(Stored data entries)
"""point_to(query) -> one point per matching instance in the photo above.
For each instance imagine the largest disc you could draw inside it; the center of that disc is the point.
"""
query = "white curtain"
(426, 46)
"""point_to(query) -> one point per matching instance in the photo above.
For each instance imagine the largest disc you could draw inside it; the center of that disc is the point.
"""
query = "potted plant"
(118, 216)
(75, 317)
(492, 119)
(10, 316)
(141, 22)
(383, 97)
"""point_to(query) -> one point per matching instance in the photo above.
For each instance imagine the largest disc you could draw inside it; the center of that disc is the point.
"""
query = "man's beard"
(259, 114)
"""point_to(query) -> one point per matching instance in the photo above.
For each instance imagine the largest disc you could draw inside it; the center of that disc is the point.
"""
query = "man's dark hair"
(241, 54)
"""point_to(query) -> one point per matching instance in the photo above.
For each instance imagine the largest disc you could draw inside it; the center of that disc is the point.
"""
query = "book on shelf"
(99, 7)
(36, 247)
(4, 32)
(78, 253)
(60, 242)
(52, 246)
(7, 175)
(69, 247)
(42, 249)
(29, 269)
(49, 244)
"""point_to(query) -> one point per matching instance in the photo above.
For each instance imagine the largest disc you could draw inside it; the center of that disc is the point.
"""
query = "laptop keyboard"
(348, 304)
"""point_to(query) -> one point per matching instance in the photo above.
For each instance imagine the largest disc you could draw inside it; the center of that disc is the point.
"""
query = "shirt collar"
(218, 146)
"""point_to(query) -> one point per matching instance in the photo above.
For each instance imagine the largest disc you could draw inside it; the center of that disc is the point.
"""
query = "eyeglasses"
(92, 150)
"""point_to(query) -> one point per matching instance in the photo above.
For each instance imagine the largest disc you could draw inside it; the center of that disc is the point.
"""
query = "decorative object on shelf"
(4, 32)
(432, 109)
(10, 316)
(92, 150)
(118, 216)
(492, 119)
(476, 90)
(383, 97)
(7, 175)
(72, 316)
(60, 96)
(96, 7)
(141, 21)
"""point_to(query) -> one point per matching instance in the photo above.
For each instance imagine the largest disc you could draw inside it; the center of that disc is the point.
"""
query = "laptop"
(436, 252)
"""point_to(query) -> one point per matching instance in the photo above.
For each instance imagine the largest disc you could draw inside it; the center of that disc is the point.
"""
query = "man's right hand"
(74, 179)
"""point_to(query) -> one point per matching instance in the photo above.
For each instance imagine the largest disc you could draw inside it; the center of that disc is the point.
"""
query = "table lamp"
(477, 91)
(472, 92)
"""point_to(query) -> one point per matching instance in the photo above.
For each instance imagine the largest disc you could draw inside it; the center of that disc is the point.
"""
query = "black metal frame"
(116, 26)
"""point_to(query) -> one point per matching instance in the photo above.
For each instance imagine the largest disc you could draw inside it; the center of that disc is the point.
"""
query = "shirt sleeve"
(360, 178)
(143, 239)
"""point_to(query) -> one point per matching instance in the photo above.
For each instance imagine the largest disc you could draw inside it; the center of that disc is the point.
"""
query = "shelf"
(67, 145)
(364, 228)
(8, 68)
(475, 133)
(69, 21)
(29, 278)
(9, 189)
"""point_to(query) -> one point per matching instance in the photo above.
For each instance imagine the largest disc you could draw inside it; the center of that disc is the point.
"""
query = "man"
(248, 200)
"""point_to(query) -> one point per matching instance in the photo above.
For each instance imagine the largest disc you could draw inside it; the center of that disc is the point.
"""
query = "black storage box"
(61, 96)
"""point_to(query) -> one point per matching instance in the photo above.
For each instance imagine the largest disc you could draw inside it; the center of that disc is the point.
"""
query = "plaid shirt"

▶ **ASSIGNED TASK**
An exact restatement of the data is required.

▶ **ANSWER**
"""point_to(query) -> one point per matching instance in the photo above.
For each instance imagine the largest disc you could draw inside it; the center of that disc is the point.
"""
query = "white curtain"
(426, 46)
"""point_to(query) -> one point per matching instance in the photo above.
For each instance imagine the largest disc you could draw inside it; the center of that disc is the point.
"""
query = "potted plant"
(118, 216)
(75, 317)
(492, 119)
(10, 316)
(141, 22)
(383, 97)
"""point_to(query) -> one point per matching instance in the photo above.
For each instance imagine the largest disc you could draw inside it; the center of that disc is the point.
"""
query = "man's beard"
(259, 114)
"""point_to(query) -> one point per matching instance in the photo above.
For each instance imagine the largest disc you could draw inside it; the center of that disc is the point.
"""
query = "man's dark hair"
(241, 54)
"""point_to(query) -> one point per matching instance in the photo above.
For each instance imagine the largest disc you could draw inside it; the center of that disc is the point.
"""
query = "book on shelf"
(99, 7)
(36, 247)
(4, 32)
(78, 253)
(60, 242)
(52, 246)
(7, 175)
(69, 247)
(42, 249)
(29, 269)
(49, 244)
"""point_to(query) -> one point per matching instance in the photo above.
For each instance imagine the largest disc you could draw inside it; the center of that disc is the point.
"""
query = "laptop keyboard"
(348, 304)
"""point_to(query) -> one point per matching instance in the photo above.
For each instance imagine the largest disc you could draw inside it; the center of that disc is the point.
"""
query = "shirt collar"
(218, 146)
"""point_to(query) -> one point per matching instance in the photo above.
For each instance imagine the largest disc you could draw inside it; the center of that disc is the point.
"""
query = "eyeglasses"
(92, 150)
"""point_to(query) -> one point per matching instance in the photo above.
For each instance imagine the largest disc you could draw inside it; the center of that disc is the point.
"""
query = "decorative object on shelf"
(4, 32)
(432, 109)
(10, 316)
(92, 150)
(118, 216)
(492, 119)
(476, 90)
(383, 97)
(7, 175)
(72, 316)
(60, 96)
(96, 7)
(141, 21)
"""point_to(query) -> one point per matching instance in the photo above.
For each instance imagine the largest disc you could draw inside it; the center of that disc is the point.
"""
query = "laptop"
(436, 252)
"""point_to(query) -> one point per matching instance in the photo above.
For each instance imagine the largest disc you could draw inside it; the center of that disc is the point.
"""
query = "man's right hand"
(74, 179)
"""point_to(query) -> one point per matching instance in the photo above.
For each instance imagine the largest disc you could draw inside it; the center of that disc is the point.
"""
query = "table lamp"
(477, 91)
(472, 92)
"""point_to(query) -> one point per matching instance in the photo above.
For each instance imagine the largest disc you could draw inside it; the center of that disc is the point.
"""
query = "black metal frame"
(116, 26)
"""point_to(query) -> one point per matching instance in the photo above.
For each instance imagine the largest disc you could draw inside it; the center of that disc is the point.
"""
query = "shirt sleeve"
(360, 178)
(143, 239)
"""point_to(query) -> one point per matching instance in the photo above.
For each instance imagine the largest disc you could draw inside it; the center of that disc is the point.
"""
query = "shelf"
(67, 145)
(364, 228)
(8, 68)
(475, 133)
(69, 21)
(29, 278)
(9, 189)
"""point_to(query) -> one point per matching instance in the photo above.
For each instance imagine the largest disc you could draw inside it; the center of that disc is the point.
"""
query = "man"
(248, 200)
"""point_to(query) -> one point per matching instance in the photo above.
For each instance imagine the largest disc you could draw inside it; the center of that disc is the point.
"""
query = "black storage box"
(61, 96)
"""point_to(query) -> one point per matching instance in the photo above.
For each instance imagine the largest disc you could draw inside it; the center of that disc is the point.
"""
query = "plaid shirt"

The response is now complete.